From our results it is clear that distal caries in a second molar related to a mesioangular third molar is a problem in Surrey. Taking the three participating units as a whole, 113 of the 267 mesioangular teeth had caries in the distal aspect of the corresponding second molar, which equates to approximately five teeth per week of the study. We suggest that extrapolating this nationwide would show a large number of lower second molars requiring restoration, root canal treatment or extraction due to the presence of a mesioangular third molar. This is to the detriment of the patient's overall dental health and potentially to the finances of the patient and health service.

### Task list:
**1.** Edit the passage on distal caries from "From our results" up to and including "and health service.", replacing "problem" with "concern".
**2.** In the passage on distal caries, how many of the 267 mesioangular teeth had caries in the distal aspect of the corresponding second molar?
These rows have no connection to the passage on distal caries.

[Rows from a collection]
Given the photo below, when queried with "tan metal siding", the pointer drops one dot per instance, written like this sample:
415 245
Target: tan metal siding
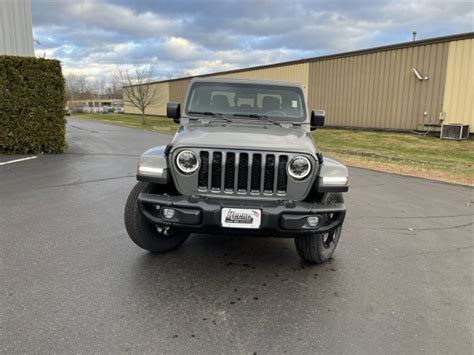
297 73
459 89
178 90
378 90
159 107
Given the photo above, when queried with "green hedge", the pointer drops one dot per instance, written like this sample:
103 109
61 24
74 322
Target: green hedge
31 105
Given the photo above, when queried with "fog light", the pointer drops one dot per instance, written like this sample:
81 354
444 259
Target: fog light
168 213
313 221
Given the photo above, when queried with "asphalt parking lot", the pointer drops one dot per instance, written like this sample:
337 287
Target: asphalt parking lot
72 281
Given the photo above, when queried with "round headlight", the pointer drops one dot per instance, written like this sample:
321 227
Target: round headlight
187 161
299 167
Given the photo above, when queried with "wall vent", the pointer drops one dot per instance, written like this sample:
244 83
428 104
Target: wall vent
457 131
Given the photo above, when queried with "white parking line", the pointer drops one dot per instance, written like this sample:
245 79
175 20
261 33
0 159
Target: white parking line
18 160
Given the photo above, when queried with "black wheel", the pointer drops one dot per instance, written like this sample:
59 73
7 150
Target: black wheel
143 233
317 248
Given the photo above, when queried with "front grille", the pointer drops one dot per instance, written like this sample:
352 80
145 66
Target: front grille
243 172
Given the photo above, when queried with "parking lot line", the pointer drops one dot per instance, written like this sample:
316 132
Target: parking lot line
18 160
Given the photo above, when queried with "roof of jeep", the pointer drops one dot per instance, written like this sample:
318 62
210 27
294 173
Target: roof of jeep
246 81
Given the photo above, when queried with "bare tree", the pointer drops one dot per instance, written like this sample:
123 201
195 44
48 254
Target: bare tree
135 87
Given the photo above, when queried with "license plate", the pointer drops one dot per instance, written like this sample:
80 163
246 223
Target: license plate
241 218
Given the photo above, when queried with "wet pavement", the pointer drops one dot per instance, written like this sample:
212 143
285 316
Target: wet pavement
71 280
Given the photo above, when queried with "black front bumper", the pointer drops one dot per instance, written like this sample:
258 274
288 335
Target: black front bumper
203 215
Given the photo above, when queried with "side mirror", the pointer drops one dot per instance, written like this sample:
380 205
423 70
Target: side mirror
173 110
317 119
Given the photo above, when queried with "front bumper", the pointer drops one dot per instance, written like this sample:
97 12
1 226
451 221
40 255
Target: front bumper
203 215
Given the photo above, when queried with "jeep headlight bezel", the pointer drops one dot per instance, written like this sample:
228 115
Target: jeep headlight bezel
192 166
304 171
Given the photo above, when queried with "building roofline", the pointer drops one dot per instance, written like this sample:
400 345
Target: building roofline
423 42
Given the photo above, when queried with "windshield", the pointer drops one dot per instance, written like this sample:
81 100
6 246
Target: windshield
240 100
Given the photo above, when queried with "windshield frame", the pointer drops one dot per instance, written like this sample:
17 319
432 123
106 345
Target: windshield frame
281 119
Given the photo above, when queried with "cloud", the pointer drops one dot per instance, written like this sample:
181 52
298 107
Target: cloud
196 37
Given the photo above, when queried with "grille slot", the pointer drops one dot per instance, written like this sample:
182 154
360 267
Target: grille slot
235 172
203 171
216 173
269 174
243 172
229 172
282 179
255 181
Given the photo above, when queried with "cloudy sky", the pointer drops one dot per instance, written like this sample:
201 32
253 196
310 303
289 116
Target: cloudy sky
194 37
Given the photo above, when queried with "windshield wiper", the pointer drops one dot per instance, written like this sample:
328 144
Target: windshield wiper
260 117
213 114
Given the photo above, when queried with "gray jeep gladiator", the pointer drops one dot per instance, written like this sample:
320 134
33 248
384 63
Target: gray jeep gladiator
241 162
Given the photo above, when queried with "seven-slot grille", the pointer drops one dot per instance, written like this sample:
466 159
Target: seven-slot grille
243 172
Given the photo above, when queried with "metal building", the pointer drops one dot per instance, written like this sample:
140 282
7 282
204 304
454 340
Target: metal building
16 29
407 86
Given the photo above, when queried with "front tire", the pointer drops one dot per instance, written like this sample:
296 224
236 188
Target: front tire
145 234
317 248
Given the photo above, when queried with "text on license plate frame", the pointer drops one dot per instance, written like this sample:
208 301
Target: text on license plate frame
248 218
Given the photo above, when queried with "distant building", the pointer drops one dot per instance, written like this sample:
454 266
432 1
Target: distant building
416 85
16 29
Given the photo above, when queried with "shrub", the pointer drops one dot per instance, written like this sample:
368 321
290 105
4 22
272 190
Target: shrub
32 116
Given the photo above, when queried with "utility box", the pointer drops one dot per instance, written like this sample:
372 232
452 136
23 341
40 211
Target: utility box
457 131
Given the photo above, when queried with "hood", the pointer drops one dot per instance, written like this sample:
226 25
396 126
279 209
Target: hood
251 137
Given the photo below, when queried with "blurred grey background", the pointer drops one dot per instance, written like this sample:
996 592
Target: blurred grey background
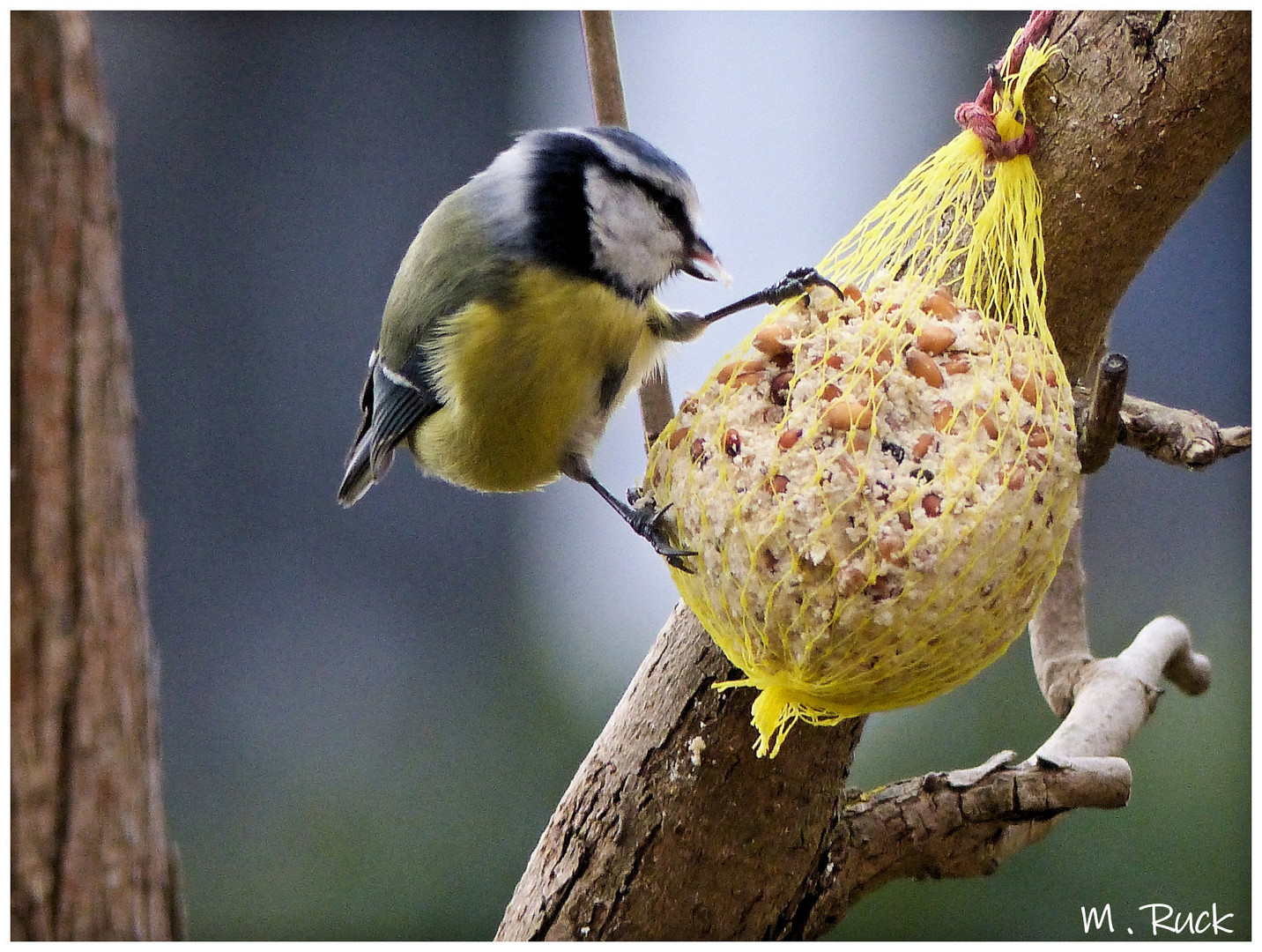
368 715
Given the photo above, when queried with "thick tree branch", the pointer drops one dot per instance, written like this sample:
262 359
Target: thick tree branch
672 829
88 855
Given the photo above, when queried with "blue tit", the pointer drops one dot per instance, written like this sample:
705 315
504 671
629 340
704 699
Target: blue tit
523 313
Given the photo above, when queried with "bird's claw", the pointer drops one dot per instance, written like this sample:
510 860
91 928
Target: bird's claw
648 523
799 282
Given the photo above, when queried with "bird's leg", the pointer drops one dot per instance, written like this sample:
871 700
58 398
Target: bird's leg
645 520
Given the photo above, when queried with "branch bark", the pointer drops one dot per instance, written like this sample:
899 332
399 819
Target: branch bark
88 853
672 829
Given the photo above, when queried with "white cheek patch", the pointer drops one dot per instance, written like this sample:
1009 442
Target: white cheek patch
631 239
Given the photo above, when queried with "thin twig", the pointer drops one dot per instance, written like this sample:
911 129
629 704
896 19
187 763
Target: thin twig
1183 437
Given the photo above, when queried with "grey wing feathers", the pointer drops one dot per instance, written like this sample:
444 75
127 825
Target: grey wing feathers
393 405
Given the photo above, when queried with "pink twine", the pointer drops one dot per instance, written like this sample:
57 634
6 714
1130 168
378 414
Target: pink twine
977 115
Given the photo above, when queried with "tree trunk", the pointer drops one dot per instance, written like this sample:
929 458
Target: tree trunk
672 829
88 855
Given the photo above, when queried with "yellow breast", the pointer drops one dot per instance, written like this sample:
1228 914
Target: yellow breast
520 379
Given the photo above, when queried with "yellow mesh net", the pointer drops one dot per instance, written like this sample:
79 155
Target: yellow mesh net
880 485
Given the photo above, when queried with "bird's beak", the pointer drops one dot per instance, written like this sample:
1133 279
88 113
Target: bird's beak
703 264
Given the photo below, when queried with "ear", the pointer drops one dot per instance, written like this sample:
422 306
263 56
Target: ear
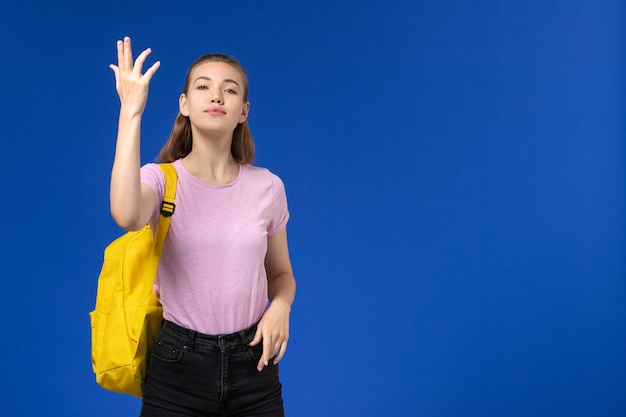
182 105
244 112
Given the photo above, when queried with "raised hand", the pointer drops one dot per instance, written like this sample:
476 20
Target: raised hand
130 83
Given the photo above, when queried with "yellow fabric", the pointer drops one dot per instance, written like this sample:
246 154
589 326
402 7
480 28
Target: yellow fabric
127 316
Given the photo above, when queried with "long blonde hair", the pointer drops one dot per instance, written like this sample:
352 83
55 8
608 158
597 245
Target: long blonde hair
180 141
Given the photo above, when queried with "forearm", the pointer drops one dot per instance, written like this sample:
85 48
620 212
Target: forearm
282 288
125 190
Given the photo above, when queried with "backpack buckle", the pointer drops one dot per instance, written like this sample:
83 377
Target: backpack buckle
167 208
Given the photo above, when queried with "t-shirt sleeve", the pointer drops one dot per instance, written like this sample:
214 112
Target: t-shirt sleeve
153 177
280 213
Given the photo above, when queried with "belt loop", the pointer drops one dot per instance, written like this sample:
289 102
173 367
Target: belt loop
192 339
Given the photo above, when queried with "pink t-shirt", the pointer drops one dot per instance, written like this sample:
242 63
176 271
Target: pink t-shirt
211 275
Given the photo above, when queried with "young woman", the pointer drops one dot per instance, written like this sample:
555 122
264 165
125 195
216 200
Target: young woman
225 277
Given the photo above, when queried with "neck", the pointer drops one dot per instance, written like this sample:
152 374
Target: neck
211 161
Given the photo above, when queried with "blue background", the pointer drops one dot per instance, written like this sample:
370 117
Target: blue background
455 173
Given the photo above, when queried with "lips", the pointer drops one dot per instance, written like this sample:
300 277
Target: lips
215 111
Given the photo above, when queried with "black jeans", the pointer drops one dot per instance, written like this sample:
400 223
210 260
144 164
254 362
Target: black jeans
192 374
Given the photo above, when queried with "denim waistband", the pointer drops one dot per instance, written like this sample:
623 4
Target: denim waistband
223 342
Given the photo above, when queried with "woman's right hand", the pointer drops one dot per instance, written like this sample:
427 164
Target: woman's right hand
130 83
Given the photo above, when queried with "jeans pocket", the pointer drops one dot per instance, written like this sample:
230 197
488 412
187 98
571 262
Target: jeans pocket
167 349
255 352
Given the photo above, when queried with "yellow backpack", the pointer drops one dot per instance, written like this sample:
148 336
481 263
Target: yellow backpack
128 316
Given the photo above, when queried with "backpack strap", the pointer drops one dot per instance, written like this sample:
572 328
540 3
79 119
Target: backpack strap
167 209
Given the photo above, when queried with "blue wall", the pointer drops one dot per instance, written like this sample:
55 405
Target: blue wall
455 175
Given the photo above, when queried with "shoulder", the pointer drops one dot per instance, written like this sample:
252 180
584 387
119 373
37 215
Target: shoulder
152 176
262 174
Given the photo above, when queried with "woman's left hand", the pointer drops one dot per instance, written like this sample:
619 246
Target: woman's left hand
273 330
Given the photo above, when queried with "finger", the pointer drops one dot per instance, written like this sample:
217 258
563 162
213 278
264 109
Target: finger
116 71
141 59
257 337
128 54
120 54
265 357
281 353
152 70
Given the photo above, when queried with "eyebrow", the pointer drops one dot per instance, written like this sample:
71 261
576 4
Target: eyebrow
227 80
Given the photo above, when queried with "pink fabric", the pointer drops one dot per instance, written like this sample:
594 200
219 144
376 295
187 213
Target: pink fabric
211 276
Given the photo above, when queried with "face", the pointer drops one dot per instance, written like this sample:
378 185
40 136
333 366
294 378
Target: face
214 101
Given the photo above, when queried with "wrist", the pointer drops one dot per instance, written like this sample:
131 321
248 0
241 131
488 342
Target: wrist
130 114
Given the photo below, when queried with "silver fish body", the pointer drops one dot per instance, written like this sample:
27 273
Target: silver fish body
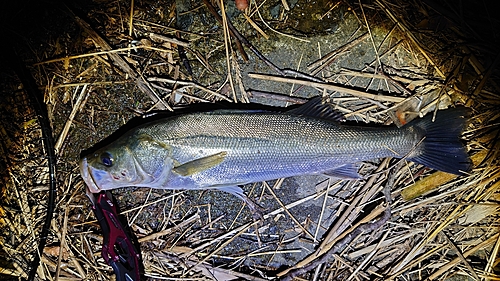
223 149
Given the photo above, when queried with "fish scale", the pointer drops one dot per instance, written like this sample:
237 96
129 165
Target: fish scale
226 148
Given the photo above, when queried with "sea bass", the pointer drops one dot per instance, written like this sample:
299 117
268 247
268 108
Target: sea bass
224 149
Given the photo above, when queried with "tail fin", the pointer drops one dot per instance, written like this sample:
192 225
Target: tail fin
442 148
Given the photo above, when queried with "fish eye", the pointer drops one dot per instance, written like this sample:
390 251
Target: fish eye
107 159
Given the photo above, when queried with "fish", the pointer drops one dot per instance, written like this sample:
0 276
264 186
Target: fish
225 149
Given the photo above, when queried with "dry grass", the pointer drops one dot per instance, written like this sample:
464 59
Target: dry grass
394 58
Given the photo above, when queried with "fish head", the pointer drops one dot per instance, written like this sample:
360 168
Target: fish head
129 162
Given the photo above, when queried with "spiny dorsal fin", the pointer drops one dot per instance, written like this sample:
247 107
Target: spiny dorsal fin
316 108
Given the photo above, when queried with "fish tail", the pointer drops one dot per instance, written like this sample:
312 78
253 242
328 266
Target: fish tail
441 147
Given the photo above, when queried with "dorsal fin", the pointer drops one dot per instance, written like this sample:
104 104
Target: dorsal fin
316 108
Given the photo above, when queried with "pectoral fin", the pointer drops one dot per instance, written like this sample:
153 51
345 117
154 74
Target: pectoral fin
200 165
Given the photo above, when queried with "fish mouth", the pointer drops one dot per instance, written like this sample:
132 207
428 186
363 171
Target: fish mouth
88 177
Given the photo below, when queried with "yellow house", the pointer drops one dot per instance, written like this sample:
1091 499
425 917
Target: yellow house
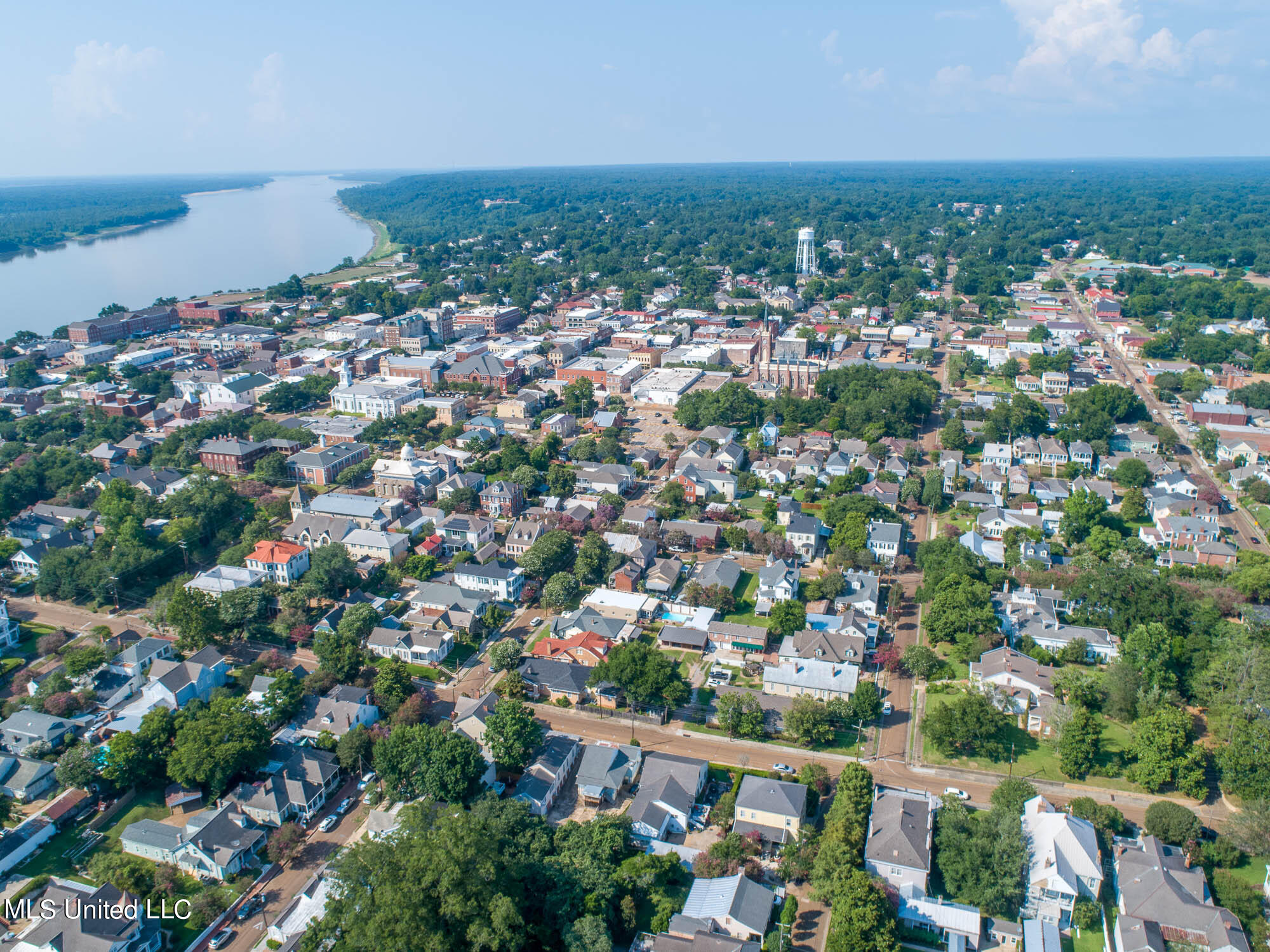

### Outputs by task:
**1.**
From our results it is clear that distal caries in a second molar related to a mesioangular third molar is a concern in Surrey. Taking the three participating units as a whole, 113 of the 267 mesioangular teeth had caries in the distal aspect of the corresponding second molar, which equates to approximately five teeth per week of the study. We suggest that extrapolating this nationwide would show a large number of lower second molars requiring restoration, root canal treatment or extraction due to the presence of a mesioangular third molar. This is to the detriment of the patient's overall dental health and potentially to the finances of the patient and health service.

**2.** 113